Work instructions =>
Resume the blog post on whether MarkLogic is a search engine, picking up after its final sentence and keeping its voice.

═══ Text section ═══

Posts Tagged ‘marklogic’

Is MarkLogic a Search Engine?

Monday, September 26th, 2011

I am frequently asked if MarkLogic is really a search engine.  It is easy to debate whether MarkLogic fits the classic definition of a search engine.  In my opinion, this is the wrong question.  The question you should be asking is “Does MarkLogic enable great search experiences?”  The answer is undeniably Yes.

MarkLogic comes with all of the standard search capabilities like: keyword search, synonyms, fuzzy search, hit highlighting, sorting, faceted navigation and relevance.  These are the basic features that every search engine should have.   MarkLogic checks the box on every one of these and more.

The fact that MarkLogic can do all of the basics makes it just like all of the other search engines on the market.  What sets MarkLogic apart is that it is not just a search engine.  MarkLogic combines some of the best features of search with a fast performing XML database.  This combination allows MarkLogic to offer features that traditional search engines lack.  Four of the most important differentiators are:

  • multi-level searching,
  • editable search results,
  • schema flexibility,
  • and simplified architectures.

MarkLogic allows for multi-level searching.  Most search engines require you to flatten out the data for search results.  MarkLogic is an XML database.  As a result, information can be stored in a hierarchical format and queried at multiple levels.  This is particularly important in more complex search experiences.  For example, if you are searching large documents, you may want to show the documents that contain your search term along with the sections of the documents that have that term.  Normal search engines would require you to create multiple collections or a complex search screen.  MarkLogic handles these situations naturally.

MarkLogic’s database features allow you to create applications with editable search results.  Our architects call it a “Live” search tool as opposed to a “read only” search tool.  Traditional search engines are designed to be read only.  Edits to existing search data require re-indexing.  Solution providers like Avalon create special indexing routines to allow for updates to content.  These solutions are not real-time and they are not simple.  Fields can be updated or added to a MarkLogic database at any time, transactionally, with full ACID protection.  This flexibility allows us to create a number of really interesting search applications that would have been much more difficult with standard search engines.  For example, we have created tools that allow end-users or administrators to “tag” one or more search results (similar to the functionality in Flickr).  In other applications, we have created search screens where the users can edit the search results without leaving the screen.  Adding these cool features to our search applications is much easier with a combined database and search engine.

As an XML database, MarkLogic provides schema flexibility for storing and querying information.  Our developers and our clients love MarkLogic because it is easy to add new fields to the index.  Traditional search engines typically require administrators to delete and reload the data in order to add specific fields.  In extreme cases you have to re-index an entire data set.  MarkLogic’s schema flexibility becomes even more important when you are working with techniques like entity extraction.  Text Analytics tools can identify people, places and things within unstructured text.  Through this process our clients often find interesting things they want to include in their search applications.  MarkLogic makes it easy to run text analytics against unstructured documents and include the entities in the search results.  Traditional search engines add a great deal of complexity to the process and do not allow for changing structures.

═══ Data section ═══

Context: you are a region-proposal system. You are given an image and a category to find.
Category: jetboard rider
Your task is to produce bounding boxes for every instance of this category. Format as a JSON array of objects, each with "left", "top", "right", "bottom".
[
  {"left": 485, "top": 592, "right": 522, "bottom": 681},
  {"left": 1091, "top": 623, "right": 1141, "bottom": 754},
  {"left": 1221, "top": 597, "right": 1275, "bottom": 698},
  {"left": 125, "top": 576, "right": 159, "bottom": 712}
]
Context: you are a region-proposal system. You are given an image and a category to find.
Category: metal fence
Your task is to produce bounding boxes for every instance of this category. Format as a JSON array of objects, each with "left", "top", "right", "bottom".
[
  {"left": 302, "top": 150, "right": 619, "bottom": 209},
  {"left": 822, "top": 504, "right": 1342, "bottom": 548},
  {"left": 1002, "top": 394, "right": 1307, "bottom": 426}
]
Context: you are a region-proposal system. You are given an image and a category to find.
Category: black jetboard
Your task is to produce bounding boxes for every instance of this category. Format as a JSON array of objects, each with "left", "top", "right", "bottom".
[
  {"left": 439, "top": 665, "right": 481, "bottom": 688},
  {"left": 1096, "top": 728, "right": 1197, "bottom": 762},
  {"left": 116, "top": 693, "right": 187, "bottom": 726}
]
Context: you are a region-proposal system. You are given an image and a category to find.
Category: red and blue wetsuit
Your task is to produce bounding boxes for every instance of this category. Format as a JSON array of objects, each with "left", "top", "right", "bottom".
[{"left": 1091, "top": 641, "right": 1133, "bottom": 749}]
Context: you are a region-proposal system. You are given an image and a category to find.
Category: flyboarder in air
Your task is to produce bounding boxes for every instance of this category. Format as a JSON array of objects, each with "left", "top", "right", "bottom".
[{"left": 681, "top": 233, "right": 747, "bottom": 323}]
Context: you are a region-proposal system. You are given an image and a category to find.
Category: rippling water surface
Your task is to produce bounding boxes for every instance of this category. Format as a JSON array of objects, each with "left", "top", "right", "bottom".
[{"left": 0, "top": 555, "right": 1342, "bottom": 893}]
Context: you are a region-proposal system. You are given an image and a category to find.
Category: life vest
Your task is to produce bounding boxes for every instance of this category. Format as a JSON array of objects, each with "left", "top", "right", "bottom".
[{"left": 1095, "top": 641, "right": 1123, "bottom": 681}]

═══

Output for this exercise =>
Our architects like MarkLogic because of its simplified architecture.  The next time you meet with your search engine vendor, ask them for a physical architecture diagram of one of their larger implementations.  At a minimum you will have a database or file system to store documents and data, a search indexer, a search server, and a web server.  Large data sets get even more complicated.  Search results have to be clustered and replicated.  You will need multiple indexers and search servers running.  You will also likely need more than one web server and application server for your front end application.  MarkLogic is a database server, search engine and applications server in one tool.  It also has built in replication.  This means fewer servers and less complexity in your dev, test and prod environments.

One final reason to use MarkLogic to power your search applications is that MarkLogic is not just a search engine.  Traditional search engines are very powerful, but they are expensive and limited to search-based use cases.

  • Want to publish thousands of documents to your website or mobile devices.  Some of the largest publishers in the world use MarkLogic to do this every day.
  • Want to build an application that allows users to build reports on the fly by combining sections from other documents.  Those same publishers use MarkLogic offer custom publishing solutions.
  • Want to create a central repository tracking all of your digital assets.  We are working with three different customers using MarkLogic as a central repository across all of their content management systems.
  • Do you need a tool to capture unstructured information for your Big Data solution.  MarkLogic does this for numerous government customers.

At the end of the day, when your management asks you how much you spent on your search solution, it is nice to say that the tool you bought does more than just search.

In fairness, MarkLogic may not be the best solution for an organization that is looking to build a vanilla search intranet that indexes content from numerous secure repositories.   Search engines like Endeca, Autonomy, Vivisimo and Lucene/Solr were designed for these types of solutions.  If, however, you need to build a powerful search application that will change over time, MarkLogic is a great choice.  It offers many valuable features that are not available in any other search engine.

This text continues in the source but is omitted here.